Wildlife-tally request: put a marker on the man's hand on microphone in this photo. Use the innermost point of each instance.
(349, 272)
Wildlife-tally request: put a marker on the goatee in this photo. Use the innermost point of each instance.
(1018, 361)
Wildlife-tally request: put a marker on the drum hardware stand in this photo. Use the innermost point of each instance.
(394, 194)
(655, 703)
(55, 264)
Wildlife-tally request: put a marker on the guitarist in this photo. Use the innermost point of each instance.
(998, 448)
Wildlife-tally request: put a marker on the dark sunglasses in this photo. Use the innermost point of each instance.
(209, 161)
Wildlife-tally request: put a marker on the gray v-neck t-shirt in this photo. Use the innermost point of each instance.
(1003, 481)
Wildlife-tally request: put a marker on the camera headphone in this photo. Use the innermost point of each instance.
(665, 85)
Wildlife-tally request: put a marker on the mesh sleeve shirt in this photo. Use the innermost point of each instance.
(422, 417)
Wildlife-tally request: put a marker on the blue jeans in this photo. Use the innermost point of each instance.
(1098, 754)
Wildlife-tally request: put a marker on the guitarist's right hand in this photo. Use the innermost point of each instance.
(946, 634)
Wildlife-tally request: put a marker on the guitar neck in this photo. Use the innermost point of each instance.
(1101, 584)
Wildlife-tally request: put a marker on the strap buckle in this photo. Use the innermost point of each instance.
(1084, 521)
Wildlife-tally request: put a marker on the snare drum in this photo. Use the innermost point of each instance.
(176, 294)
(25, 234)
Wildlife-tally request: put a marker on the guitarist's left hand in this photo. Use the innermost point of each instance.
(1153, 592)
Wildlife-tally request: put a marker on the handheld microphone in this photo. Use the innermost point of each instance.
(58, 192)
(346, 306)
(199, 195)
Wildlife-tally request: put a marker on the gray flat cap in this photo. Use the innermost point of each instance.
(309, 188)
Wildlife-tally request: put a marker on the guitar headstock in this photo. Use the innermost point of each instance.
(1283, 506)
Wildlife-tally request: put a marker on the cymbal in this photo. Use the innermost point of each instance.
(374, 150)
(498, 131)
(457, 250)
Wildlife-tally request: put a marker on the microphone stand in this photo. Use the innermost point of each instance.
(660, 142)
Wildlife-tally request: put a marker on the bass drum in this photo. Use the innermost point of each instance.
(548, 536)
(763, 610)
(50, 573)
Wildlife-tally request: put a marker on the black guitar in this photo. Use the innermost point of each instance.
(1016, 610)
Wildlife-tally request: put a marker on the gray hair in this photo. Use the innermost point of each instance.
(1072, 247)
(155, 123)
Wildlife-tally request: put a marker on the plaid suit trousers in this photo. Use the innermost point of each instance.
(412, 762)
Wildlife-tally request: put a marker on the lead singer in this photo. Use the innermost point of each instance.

++++++

TASK STATEMENT:
Line by line, give the material above again exactly.

WRITTEN RESPONSE:
Wildlife-tally request: put a marker on the man's hand on microphone in this photo. Use the innermost point of each instance.
(349, 272)
Wildlife-tally request: put a marker on the goatee in this photo. Use the innermost point of each instance.
(1018, 361)
Wildlife-tally request: put a marker on the drum hardware stand in this photo. Use the innermost point of each instance.
(394, 194)
(655, 703)
(55, 264)
Wildlife-tally request: put a marker on the guitarist in this photo. Use the innermost point of each instance.
(998, 448)
Wildlife-tally request: put a marker on the dark sunglasses in this photo. Use the innermost point of each instance.
(209, 161)
Wildlife-tally request: put a marker on the gray v-neck t-shirt in this photo. Use the innermost point of each instance.
(1003, 481)
Wildlife-tally request: put a marker on the camera headphone in this photo. Use the innermost point of each instance.
(665, 85)
Wildlife-tally request: put a marker on the mesh sleeve shirt in this photo. Use the innermost point of each instance.
(422, 417)
Wildlife-tally request: put a marker on the blue jeans in this photo. Use the innermost point of each instance.
(1098, 754)
Wildlife-tally request: put a marker on the guitarist's right hand in this photo. Use the innermost point of each instance.
(946, 634)
Wildlife-tally request: put a marker on the guitar neck in this photo. Use the innermost point of each instance.
(1101, 584)
Wildlife-tally request: put a marker on the strap buckle in this photo. Use the innermost point of each instance.
(1084, 521)
Wildlife-tally request: put a marker on the snare drum in this photo. Use the innermost point of each instance.
(176, 294)
(25, 234)
Wildlife-tally request: put a marker on the guitarist's left hand in this photo. Use the innermost point of each instance.
(1153, 592)
Wildlife-tally request: put a marker on the handheld microphone in this photo. Use the innermost point of each instance.
(58, 192)
(346, 306)
(199, 195)
Wildlife-tally request: put a marker on the gray flat cap in this photo. Use the innermost point of each instance.
(309, 188)
Wildlife-tally request: put a marker on the guitar headstock in this photo. Use the innermost point of each instance.
(1283, 506)
Wildlife-tally request: put a marker on the cymbal in this photo. Use the innermost point of each instance.
(374, 150)
(498, 131)
(457, 250)
Wildlife-tally request: put a marker on the microphone stand in this photo. Use the innermost point of each instance.
(660, 142)
Wildlife-tally request: put a marker on the bass drum in this photo. Use the innermost point of each instance.
(548, 536)
(763, 610)
(50, 573)
Wildlife-tally request: put a marker on the black guitar in this photo. Use the innermost point of each instance.
(1016, 610)
Wildlife-tally request: put a marker on the gray hair in this photo. Use the innermost point of each instance.
(1072, 247)
(155, 123)
Wildlife-tally request: put a marker on the plaid suit trousers in this photo. Use the innermost point of each instance.
(412, 762)
Wildlife-tally request: put a marker on the lead singer in this photo. Use the innermost point of each instance.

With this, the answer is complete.